Records from a data source

━━━━━━━━━━━━━━━━

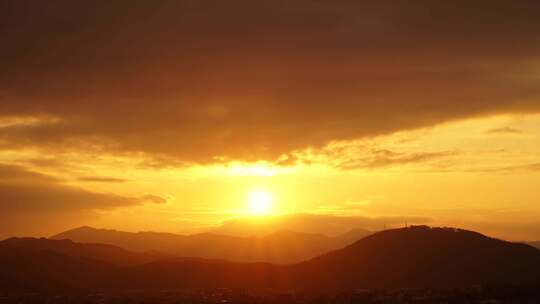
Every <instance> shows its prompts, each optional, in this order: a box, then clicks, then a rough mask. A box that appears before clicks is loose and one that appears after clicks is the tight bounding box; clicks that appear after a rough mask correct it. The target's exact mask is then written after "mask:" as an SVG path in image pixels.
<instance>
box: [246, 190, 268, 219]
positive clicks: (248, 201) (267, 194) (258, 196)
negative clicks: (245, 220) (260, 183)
mask: <svg viewBox="0 0 540 304" xmlns="http://www.w3.org/2000/svg"><path fill="white" fill-rule="evenodd" d="M248 207H249V211H250V212H251V213H253V214H256V215H264V214H269V213H270V212H271V209H272V195H270V193H268V192H266V191H252V192H250V193H249V195H248Z"/></svg>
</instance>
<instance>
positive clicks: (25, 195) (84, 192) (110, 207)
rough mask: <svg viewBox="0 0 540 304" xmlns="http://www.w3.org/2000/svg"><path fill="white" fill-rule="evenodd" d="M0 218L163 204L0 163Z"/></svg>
mask: <svg viewBox="0 0 540 304" xmlns="http://www.w3.org/2000/svg"><path fill="white" fill-rule="evenodd" d="M0 197H1V198H2V200H1V201H0V210H2V212H1V213H0V219H3V218H7V217H12V216H29V215H32V216H35V215H45V214H48V215H52V214H56V215H58V216H59V217H61V214H62V213H65V212H68V213H72V212H78V211H91V210H99V209H110V208H115V207H125V206H133V205H139V204H142V203H163V202H164V199H163V198H160V197H158V196H155V195H146V196H143V197H140V198H137V197H125V196H119V195H114V194H106V193H96V192H91V191H87V190H84V189H81V188H76V187H72V186H68V185H65V184H63V183H62V182H61V181H60V180H58V179H56V178H53V177H50V176H47V175H43V174H40V173H34V172H31V171H28V170H27V169H25V168H23V167H19V166H12V165H6V164H3V165H2V164H0Z"/></svg>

━━━━━━━━━━━━━━━━

Directions for this task: Write out the data exactly, but not its pictures.

Solution to this exercise:
Every <instance> shows its prompts, each optional, in this order: a box, then clicks, then a rough mask. A box that appears before clicks is loose and one that appears after clicks is the tight bounding box; clicks that appear after a rough mask correct it. The target's exact mask is then written after "mask:" as an SVG path in image pixels.
<instance>
box: [246, 190, 268, 219]
positive clicks: (248, 201) (267, 194) (258, 196)
negative clicks: (245, 220) (260, 183)
mask: <svg viewBox="0 0 540 304" xmlns="http://www.w3.org/2000/svg"><path fill="white" fill-rule="evenodd" d="M248 207H249V211H250V212H251V213H253V214H256V215H264V214H269V213H270V212H271V209H272V195H270V193H268V192H266V191H252V192H250V193H249V195H248Z"/></svg>
</instance>
<instance>
positive clicks: (25, 195) (84, 192) (110, 207)
rough mask: <svg viewBox="0 0 540 304" xmlns="http://www.w3.org/2000/svg"><path fill="white" fill-rule="evenodd" d="M0 218L163 204L0 163Z"/></svg>
mask: <svg viewBox="0 0 540 304" xmlns="http://www.w3.org/2000/svg"><path fill="white" fill-rule="evenodd" d="M0 197H1V198H2V200H1V201H0V210H2V212H1V213H0V219H3V218H7V217H12V216H29V215H32V216H35V215H45V214H48V215H52V214H56V215H58V216H59V217H61V214H62V213H65V212H68V213H72V212H78V211H91V210H99V209H110V208H115V207H125V206H133V205H139V204H142V203H163V202H164V199H163V198H160V197H158V196H155V195H146V196H143V197H140V198H137V197H125V196H119V195H114V194H106V193H96V192H91V191H87V190H84V189H81V188H76V187H72V186H68V185H65V184H63V183H62V182H61V181H60V180H58V179H56V178H53V177H50V176H47V175H43V174H40V173H34V172H31V171H28V170H27V169H25V168H23V167H19V166H12V165H6V164H3V165H2V164H0Z"/></svg>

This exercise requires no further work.